Stated goal.
Rewrite the listing below in full, swapping every occurrence of "Answer" for "Result" and leaving all other text unchanged.
BEGIN Source data
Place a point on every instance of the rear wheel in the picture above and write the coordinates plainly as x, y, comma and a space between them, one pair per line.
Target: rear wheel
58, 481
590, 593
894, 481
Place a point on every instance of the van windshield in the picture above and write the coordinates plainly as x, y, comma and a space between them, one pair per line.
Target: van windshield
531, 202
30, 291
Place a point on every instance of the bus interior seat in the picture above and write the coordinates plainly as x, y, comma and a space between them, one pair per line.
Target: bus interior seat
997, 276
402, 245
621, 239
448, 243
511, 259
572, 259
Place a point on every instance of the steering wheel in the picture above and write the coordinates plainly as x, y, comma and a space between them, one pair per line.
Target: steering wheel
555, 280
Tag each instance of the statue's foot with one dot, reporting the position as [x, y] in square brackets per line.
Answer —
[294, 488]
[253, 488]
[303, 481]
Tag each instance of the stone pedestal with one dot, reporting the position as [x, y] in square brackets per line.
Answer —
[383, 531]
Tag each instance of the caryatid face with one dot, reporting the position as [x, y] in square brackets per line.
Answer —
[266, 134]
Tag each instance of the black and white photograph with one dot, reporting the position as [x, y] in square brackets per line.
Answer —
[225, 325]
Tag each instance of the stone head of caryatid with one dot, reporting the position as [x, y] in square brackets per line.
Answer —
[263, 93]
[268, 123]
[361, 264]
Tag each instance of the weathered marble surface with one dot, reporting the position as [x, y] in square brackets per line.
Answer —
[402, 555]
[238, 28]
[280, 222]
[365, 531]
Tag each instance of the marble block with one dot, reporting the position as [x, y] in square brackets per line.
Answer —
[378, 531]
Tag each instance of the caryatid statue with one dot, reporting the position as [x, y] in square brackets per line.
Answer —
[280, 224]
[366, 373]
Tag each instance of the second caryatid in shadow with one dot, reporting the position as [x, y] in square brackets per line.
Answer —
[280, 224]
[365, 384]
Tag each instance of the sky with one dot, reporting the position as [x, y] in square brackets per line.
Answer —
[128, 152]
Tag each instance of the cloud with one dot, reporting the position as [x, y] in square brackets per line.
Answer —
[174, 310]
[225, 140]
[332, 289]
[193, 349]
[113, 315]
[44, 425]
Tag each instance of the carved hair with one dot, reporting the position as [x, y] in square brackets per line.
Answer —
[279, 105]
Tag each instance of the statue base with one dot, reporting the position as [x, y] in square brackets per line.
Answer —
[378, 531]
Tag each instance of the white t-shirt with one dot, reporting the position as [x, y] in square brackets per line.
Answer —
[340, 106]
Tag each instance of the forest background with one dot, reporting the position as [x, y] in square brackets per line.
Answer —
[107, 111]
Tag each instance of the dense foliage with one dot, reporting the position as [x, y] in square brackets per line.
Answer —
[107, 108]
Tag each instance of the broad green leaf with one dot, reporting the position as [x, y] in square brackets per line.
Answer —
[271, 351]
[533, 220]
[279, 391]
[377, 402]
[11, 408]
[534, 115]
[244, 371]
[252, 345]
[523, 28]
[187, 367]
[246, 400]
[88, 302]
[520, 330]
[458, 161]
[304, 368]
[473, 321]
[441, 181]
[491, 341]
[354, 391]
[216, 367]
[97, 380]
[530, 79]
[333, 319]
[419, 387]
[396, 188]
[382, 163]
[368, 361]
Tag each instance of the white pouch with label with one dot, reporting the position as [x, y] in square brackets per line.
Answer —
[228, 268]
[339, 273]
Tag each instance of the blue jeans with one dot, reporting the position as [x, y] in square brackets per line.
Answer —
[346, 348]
END Source data
Correct response.
Place a point on every instance of the rear wheel in the picture above and write the coordinates plainly as x, y, comma and a space between them, one pair per line.
Target: rear wheel
58, 481
590, 593
894, 481
Place a point on every instance of the van windshield in the picture above and write the coordinates plainly as x, y, comma and a space between them, one pair per line.
Target: van windshield
531, 202
30, 291
Place a point on every instance of the bus interior seat in the picture above and write the coordinates plainly as x, y, comma and a space between them, one pair per line.
Target: bus interior seat
997, 276
402, 245
621, 239
448, 243
511, 259
572, 259
Place a point on every instance of the steering wheel in the picture above and write the coordinates plainly as x, y, comma and a space between them, one pair per line.
Target: steering wheel
555, 280
Tag each instance of the statue's foot with one dot, reporting the position as [x, y] in square brackets per line.
Result —
[294, 488]
[253, 488]
[303, 481]
Tag each instance of the stone pedestal with one dot, reporting the position as [x, y] in square brackets per line.
Result —
[383, 531]
Tag each instance of the caryatid face with one dot, reporting the position as [x, y] in square brackets per line.
Result —
[266, 134]
Tag each instance of the black and white photograph with one dot, reporting the position as [x, y] in square brackets per line.
Result —
[225, 325]
Tag each instance of the stone head of caryatid with one dot, reporting the position as [x, y] in square brackets per line.
Result —
[263, 93]
[268, 123]
[361, 264]
Tag each instance of the weathered marble surface with one dot, reporting the position as [x, y] in square brackets per line.
Result —
[402, 555]
[238, 28]
[280, 222]
[365, 531]
Tag each instance of the marble block with one dot, reporting the position as [x, y] in square brackets per line.
Result —
[378, 531]
Tag each instance of the caryatid statue with one dot, reporting the position as [x, y] in square brackets per line.
Result —
[280, 224]
[366, 373]
Tag each instance of the second caryatid in shadow with one dot, reporting the position as [x, y] in square brackets per line.
Result —
[280, 224]
[365, 384]
Tag each instance of the sky with one dot, reporting the position as [x, y] in square brackets per line.
Result —
[128, 152]
Tag each instance of the cloud with one dot, reporting the position as [x, y] in square brackets per line.
Result —
[174, 310]
[225, 140]
[332, 289]
[193, 349]
[113, 315]
[44, 425]
Tag each instance of the carved hair with one dot, reporting the position as [x, y] in square brackets per line.
Result —
[279, 105]
Tag each instance of the statue base with one dot, reporting the position as [x, y] in square brackets per line.
Result —
[378, 531]
Tag each instance of the white t-shirt with one dot, reporting the position as [x, y] in square brackets per line.
Result —
[340, 106]
Tag each instance of the forest background with one dot, reporting the position as [x, y] in square brackets per line.
Result —
[107, 111]
Tag each instance of the dense foliage with one dot, reporting the position as [x, y] in square brackets per line.
Result —
[107, 108]
Tag each instance of the broad green leaf with one dot, reporting the position as [x, y] in square brackets per line.
Result —
[271, 351]
[533, 220]
[279, 391]
[377, 402]
[11, 408]
[534, 115]
[244, 371]
[252, 345]
[523, 28]
[187, 367]
[246, 400]
[88, 302]
[520, 330]
[458, 161]
[304, 368]
[473, 321]
[441, 181]
[491, 341]
[354, 391]
[216, 367]
[97, 380]
[530, 79]
[333, 319]
[419, 387]
[396, 188]
[382, 163]
[368, 361]
Tag each instance of the white pouch with label with one dot, reporting the position as [x, y] in square brackets per line.
Result —
[228, 268]
[339, 273]
Tag each instance of the blue jeans with one dot, reporting the position as [x, y] in square brackets per line.
Result —
[346, 348]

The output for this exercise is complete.